## [SOURCE DOCUMENT]
An agent will be created for each request as early as possible (usually in the framework's bootstrap file or even in a auto_prepend_file). It will read the breakpoint configuration from the breakpoint storage and register each breakpoint for collection. If any breakpoints are found, it will register each breakpoint with a callback function to handle captured data. This callback is responsible for reporting captured variables and log messages to the Stackdriver servers.

Distribution

This library will be distributed like the other google/cloud PHP veneer libraries via PHP's standard package manager composer. It will be released individually as google/cloud-debugger and will also be available through the meta package google/cloud.

To install, the developer will add google/cloud-debugger to their composer.json file. This composer package will have a dependency on the stackdriver_debugger extension.

C Extension

The debugger extension will only be responsible for modifying the runtime with provided snapshot definitions. It will not handle communication with the Stackdriver server.

Registering a Breakpoint

Near the beginning of the request, you will want to register all breakpoints you want handled in that request. This is generally handled for you by the veneer library's Agent class. This looks something like:

stackdriver_debugger_add_snapshot($file, $line, $options);
stackdriver_debugger_add_logpoint($file, $line, $logLevel, $logFormat, $options);

These definitions will be stored so we can look them up at compilation time in order to modify source.

Modifying Source at Compilation Time

In PHP all files are lexed/parsed/compiled into opcodes. Without OPCache, which is the default, this occurs on each request for each file require'd during the request. When a file is compiled, we can check the file against the list of breakpoints to determine if a breakpoint(s) is included in that file. If it is, we can use the zend_ast_process hook to modify the compiled AST. Each node in the AST contains information about the line it's on. We can search through the AST until we find the first statement on or after the file line and inject our breakpoint handler into the AST.

Injecting

To inject the breakpoint handler, we replace the AST node with a new AST_LIST node that calls stackdriver_debugger($snapshotId) and then the original node. This replacement will only happen in an AST_STMT_LIST node which are blocks of standalone statements. This means we won't insert the breakpoints into the middle of a multi-line statement. The stackdriver_debugger function will handle evaluating the snapshot or logpoint depending on the registered configuration.

Whitespace Handling

If we can't find an AST node on the exact line number of the breakpoint, we will need to decide how to inject the breakpoint. If there is a statement in the same statement list, we will pick that next line as if it were the line chosen. If there is no statement, then we unfortunately may not be able to keep the snapshot inside the current scope.

Evaluating Snaphots

To evaluate a snapshot, we need to capture the current state of local variables at each level of the stacktrace. To do this, we store structs for each stackframe and for each stackframe, we capture a hash table (associative array) of local variables. Each of the local variables are duplicated so that if the value changes later, our captured values are unaffected.

If a callback is specified (automatically set up by the PHP library's Agent), the callback is executed with the captured data. If a callback is not specified, the results may be fetched from the extension via the PHP function:

$snapshots = stackdriver_debugger_list_snapshots();

Evaluating Logpoints

To evaluate a logpoint, we need to evaluate a string expression with replacements within the current execution scope. We can accomplish this by leveraging zend_eval_string.

## [RECORD LIST]
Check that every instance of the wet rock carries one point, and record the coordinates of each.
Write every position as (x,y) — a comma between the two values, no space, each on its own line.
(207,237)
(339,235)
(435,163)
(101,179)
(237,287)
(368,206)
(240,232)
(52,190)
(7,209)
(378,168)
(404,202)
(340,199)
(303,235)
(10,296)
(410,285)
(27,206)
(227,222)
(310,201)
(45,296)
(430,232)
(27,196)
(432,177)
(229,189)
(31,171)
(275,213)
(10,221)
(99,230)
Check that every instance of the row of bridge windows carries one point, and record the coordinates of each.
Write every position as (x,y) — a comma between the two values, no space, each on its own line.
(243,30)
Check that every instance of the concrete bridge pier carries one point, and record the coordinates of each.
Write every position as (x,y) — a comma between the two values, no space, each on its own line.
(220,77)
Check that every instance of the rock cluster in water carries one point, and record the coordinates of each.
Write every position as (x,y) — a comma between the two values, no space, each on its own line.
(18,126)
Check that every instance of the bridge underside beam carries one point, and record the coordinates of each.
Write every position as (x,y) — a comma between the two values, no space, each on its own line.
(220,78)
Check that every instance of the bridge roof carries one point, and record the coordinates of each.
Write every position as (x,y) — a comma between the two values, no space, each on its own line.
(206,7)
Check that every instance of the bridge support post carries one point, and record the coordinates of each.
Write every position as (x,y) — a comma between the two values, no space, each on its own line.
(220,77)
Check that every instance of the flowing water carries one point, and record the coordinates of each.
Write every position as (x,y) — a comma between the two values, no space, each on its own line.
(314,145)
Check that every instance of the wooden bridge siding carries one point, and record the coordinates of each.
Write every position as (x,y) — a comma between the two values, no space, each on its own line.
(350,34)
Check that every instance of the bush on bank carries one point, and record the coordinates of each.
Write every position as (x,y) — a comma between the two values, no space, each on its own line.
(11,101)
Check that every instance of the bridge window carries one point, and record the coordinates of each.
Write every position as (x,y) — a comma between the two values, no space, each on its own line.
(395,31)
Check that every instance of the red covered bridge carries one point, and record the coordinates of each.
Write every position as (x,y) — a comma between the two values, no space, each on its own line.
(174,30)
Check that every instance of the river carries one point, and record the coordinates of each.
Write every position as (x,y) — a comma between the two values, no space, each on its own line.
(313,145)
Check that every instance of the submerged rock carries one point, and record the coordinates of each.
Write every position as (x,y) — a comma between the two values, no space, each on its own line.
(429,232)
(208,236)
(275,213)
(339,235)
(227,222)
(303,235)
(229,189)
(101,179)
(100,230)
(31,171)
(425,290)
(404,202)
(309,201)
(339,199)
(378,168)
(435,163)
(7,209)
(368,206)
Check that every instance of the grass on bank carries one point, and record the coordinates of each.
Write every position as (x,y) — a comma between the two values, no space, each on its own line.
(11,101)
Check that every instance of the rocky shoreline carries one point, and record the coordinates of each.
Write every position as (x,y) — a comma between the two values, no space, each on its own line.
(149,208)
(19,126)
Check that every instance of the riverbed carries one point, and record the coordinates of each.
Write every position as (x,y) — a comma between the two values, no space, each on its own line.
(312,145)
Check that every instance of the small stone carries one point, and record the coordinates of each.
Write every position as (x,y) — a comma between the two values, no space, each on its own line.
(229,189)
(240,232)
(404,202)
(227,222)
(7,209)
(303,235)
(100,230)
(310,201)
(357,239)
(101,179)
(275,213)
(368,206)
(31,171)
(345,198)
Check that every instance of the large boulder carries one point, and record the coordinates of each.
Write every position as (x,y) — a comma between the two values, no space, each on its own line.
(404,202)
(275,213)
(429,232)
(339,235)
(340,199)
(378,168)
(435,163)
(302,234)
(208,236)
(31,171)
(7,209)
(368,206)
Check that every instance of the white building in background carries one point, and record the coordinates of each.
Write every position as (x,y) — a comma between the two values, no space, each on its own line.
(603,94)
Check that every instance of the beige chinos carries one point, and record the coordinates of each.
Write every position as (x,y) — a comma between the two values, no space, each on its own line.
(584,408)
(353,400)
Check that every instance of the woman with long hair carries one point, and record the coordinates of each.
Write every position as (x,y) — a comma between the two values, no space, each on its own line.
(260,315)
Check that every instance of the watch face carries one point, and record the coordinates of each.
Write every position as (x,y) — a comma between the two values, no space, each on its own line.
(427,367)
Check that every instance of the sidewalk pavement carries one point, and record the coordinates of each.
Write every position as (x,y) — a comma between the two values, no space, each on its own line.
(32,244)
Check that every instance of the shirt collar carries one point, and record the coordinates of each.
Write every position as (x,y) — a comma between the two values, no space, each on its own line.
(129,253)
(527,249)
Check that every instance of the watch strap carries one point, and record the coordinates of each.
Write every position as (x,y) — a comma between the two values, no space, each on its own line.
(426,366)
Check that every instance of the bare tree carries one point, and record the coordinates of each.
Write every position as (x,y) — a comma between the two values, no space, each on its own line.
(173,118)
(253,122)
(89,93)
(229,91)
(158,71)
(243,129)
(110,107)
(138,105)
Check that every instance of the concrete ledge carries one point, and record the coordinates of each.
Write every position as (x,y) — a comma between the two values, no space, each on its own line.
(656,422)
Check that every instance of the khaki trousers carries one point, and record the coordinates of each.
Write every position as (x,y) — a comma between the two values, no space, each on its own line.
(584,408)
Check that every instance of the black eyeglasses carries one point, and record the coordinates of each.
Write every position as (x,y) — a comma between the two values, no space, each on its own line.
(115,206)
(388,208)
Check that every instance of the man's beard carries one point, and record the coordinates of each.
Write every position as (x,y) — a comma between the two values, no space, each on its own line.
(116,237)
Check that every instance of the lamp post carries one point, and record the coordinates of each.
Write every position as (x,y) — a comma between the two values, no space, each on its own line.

## [DIRECTIONS FOR THIS TASK]
Continue the design notes on the PHP Stackdriver debugger from the point where they stop.

## [RESULT OF THE TASK]
If a callback is specified (automatically set up by the PHP library's Agent), the callback is executed with the captured data. If a callback is not specified, the results may be fetched from the extension via the PHP function:

$messages = stackdriver_debugger_list_logpoints();

Handling Conditions and Expressions

Validating

Conditions and expressions MUST NOT modify any execution state. Thus, we must validate the user's input to ensure that this is the case. To validate, we will use PHP's built-in lexing/parsing functionality to turn the provided statement into an AST (abstract syntax tree). If the statement fails to parse, we will handle that condition and inform the user. If parsing succeeds, we will walk the created AST and look for any disallowed operations. If we find any disallowed operations, we exit out and mark that this breakpoint is invalid.

Validation will happen in 2 places.

  1. The daemon will validate all breakpoints it receives and validate the conditions and expressions. If found to be invalid, the daemon will mark the breakpoint as invalid and immediately update the server. Thus the requests to the real app never have to deal with sending the invalid breakpoints to the server.
  2. When the setting a breakpoint, the extension will again validate the breakpoint because a developer could potentially use the extension without the daemon and setting invalid breakpoints would crash the app. In this case, the breakpoint is rejected with a warning and no breakpoint is set.

Disallowing Function Calls in Conditions and Expressions

We will disallow all function calls except those that are explicitly marked as safe. We maintain a list of build-in functions that are allowed. We also provide a php.ini setting that allows you to specify your own list of allowed function calls.

Executing

PHP provides a nice hook that extensions can use to execute PHP code: zend_eval_string. This function executes the provided code and returns a PHP user-space variable (zval) which we can store or operate on. It uses the current execution scope which is exactly what we want.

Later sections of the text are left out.